[Dataset — start]

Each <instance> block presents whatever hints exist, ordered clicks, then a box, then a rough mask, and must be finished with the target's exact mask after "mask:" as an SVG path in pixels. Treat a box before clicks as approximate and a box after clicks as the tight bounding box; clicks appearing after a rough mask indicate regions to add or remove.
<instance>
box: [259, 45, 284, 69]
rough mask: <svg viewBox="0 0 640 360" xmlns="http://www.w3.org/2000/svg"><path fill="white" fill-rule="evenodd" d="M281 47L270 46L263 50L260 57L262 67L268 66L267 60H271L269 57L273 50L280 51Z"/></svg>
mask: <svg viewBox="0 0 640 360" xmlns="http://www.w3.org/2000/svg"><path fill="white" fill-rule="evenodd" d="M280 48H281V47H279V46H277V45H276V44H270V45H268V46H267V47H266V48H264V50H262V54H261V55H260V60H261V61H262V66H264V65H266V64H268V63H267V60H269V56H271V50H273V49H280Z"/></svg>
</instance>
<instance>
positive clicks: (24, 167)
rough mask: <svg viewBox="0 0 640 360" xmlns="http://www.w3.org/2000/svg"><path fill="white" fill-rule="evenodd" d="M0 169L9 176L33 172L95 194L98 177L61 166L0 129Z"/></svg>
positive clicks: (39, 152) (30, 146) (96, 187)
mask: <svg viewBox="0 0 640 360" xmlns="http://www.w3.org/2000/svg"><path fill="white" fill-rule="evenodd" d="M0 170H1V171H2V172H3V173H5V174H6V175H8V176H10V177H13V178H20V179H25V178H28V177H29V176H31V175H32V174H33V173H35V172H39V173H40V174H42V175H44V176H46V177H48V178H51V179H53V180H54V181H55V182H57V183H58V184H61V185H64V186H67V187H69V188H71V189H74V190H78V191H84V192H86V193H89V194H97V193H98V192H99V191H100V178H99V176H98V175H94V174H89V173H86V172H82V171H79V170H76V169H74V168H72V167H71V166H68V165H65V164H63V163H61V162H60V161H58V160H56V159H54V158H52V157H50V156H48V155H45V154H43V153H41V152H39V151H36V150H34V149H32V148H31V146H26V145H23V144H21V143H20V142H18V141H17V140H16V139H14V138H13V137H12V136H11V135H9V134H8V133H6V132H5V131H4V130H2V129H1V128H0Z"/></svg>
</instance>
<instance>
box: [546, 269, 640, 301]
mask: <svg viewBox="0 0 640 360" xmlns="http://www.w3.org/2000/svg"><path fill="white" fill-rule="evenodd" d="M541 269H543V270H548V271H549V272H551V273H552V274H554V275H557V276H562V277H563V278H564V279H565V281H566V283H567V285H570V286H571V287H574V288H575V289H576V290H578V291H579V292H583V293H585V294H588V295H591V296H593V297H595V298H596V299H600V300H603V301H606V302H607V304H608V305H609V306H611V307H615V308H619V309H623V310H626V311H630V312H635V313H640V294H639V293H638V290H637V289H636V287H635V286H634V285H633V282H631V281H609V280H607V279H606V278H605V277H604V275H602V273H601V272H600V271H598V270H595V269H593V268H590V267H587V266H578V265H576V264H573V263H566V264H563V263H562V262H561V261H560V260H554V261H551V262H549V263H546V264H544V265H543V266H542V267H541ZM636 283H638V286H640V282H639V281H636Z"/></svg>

[Dataset — finish]
[Dataset — start]

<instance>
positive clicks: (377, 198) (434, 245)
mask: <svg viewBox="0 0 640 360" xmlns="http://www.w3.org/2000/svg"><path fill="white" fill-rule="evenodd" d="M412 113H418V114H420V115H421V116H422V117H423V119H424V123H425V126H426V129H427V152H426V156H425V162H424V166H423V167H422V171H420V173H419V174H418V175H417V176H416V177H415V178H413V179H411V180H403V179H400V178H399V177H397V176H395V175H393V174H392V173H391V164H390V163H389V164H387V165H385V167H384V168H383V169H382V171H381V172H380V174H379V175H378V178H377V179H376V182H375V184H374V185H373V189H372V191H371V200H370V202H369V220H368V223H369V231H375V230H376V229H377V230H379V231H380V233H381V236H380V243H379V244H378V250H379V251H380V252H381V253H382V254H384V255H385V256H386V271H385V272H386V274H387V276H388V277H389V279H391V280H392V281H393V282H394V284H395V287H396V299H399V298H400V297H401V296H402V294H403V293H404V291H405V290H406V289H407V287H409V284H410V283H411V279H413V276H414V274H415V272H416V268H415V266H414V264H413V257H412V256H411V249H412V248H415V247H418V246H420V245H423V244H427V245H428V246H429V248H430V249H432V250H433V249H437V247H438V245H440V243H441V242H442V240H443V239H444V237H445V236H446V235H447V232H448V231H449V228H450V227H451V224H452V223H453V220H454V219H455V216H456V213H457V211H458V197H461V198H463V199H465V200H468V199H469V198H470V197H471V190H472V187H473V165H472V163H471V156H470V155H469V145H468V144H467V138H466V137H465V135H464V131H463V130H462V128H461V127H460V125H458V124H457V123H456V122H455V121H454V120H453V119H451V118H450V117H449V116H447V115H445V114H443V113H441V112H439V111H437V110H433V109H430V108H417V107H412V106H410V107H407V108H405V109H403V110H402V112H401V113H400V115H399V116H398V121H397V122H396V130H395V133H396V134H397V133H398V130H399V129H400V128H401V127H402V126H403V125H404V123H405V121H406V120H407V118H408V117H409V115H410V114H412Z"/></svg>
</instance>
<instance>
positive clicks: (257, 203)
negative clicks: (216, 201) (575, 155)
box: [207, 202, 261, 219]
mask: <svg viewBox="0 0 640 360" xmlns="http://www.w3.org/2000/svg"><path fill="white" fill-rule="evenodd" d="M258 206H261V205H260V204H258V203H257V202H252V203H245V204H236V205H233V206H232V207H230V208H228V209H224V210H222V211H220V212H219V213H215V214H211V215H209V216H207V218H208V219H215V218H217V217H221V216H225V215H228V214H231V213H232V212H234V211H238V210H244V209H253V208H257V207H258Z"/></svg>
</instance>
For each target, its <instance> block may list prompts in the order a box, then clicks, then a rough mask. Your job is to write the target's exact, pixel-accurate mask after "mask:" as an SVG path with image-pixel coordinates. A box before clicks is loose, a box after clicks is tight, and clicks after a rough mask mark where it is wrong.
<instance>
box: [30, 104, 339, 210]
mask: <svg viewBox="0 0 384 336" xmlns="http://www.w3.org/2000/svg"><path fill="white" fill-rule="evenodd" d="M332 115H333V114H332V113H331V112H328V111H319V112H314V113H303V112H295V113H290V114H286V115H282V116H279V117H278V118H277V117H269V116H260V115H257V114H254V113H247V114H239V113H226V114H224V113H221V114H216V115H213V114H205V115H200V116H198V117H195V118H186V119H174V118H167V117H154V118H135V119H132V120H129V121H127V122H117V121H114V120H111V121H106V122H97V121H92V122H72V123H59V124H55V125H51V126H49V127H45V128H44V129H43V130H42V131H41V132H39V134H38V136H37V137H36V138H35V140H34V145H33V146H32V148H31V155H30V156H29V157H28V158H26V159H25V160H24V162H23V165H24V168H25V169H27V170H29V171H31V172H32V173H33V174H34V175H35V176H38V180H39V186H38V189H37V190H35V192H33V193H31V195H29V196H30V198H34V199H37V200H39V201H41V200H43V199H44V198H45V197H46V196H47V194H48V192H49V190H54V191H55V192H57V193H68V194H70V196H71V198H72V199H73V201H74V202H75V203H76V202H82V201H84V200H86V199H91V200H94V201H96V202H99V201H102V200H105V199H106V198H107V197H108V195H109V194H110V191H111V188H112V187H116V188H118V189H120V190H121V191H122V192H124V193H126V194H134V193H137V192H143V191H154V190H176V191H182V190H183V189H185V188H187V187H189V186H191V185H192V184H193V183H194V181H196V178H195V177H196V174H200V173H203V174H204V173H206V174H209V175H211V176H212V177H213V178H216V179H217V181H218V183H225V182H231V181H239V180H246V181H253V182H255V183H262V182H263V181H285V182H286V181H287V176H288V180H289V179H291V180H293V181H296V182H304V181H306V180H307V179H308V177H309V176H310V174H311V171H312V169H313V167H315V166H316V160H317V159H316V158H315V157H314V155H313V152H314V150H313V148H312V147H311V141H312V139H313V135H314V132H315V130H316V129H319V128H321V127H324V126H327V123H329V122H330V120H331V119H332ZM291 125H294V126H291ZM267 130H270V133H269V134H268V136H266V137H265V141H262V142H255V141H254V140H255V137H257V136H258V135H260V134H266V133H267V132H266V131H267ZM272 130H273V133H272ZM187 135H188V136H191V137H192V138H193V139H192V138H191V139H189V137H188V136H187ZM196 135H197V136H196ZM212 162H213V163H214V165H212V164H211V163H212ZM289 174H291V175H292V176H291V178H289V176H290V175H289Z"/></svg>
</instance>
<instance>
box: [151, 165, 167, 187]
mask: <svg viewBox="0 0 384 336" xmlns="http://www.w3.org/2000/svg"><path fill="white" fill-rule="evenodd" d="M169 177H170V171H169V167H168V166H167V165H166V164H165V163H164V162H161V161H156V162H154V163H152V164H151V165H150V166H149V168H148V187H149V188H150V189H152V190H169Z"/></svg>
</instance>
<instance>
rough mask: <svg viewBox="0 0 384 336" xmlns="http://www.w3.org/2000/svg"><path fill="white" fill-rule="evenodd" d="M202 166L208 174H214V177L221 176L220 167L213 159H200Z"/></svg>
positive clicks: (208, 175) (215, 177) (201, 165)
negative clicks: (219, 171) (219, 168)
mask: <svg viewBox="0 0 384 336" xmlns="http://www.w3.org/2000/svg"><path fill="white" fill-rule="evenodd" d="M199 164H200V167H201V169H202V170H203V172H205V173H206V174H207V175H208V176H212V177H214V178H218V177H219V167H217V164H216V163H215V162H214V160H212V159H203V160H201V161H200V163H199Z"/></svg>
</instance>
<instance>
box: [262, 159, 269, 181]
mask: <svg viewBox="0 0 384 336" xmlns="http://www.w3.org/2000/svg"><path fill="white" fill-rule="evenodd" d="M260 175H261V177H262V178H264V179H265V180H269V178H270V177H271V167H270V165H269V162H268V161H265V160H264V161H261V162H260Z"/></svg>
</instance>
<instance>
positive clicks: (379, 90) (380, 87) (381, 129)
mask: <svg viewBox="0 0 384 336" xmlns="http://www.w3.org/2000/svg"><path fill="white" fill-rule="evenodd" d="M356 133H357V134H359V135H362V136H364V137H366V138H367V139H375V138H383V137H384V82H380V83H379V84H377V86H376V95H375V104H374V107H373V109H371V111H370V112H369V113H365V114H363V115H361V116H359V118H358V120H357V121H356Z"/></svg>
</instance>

[Dataset — finish]
[Dataset — start]

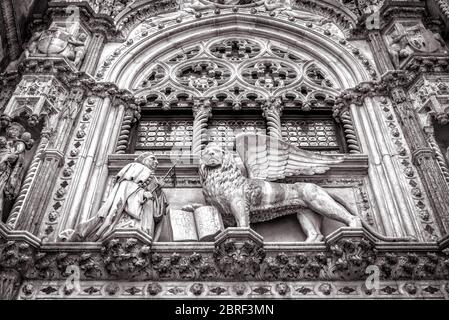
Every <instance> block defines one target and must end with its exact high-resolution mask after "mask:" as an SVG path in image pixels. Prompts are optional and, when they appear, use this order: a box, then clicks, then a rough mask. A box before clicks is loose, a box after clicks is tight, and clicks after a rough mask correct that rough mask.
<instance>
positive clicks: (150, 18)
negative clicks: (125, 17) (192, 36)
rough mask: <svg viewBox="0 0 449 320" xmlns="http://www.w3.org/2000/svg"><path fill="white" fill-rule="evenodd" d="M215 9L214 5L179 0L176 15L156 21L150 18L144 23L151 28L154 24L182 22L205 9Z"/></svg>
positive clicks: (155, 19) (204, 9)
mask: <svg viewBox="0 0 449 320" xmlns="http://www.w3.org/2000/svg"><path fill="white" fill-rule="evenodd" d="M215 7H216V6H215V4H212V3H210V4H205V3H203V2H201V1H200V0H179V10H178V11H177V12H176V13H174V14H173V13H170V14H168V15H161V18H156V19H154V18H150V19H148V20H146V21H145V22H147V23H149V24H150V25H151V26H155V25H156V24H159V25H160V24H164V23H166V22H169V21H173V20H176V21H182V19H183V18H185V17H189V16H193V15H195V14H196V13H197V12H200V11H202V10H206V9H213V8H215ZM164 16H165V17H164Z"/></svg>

[Dataset — finish]

- **Work request**: Gather every line in the material above that contains the word "must", treating uppercase and lowercase as different.

- **Task output**:
Each <instance> block presents whatever hints exist, ordered clicks, then a box, then a rough mask, and must be finished with the target's exact mask after "mask:" as an SVG path in pixels. Treat a box before clicks as approximate and a box after clicks as the tight bounding box; clicks appearing after a rough mask indicate regions to add or remove.
Every <instance> block defines one target and must end with its exact high-resolution mask after "mask:" as an SVG path in image pixels. Prompts are optional and, when they appear, use this order: a box, then clicks, then a rough mask. A box before clicks is loose, a box after clicks is tight, and clicks after a rough mask correct that rough mask.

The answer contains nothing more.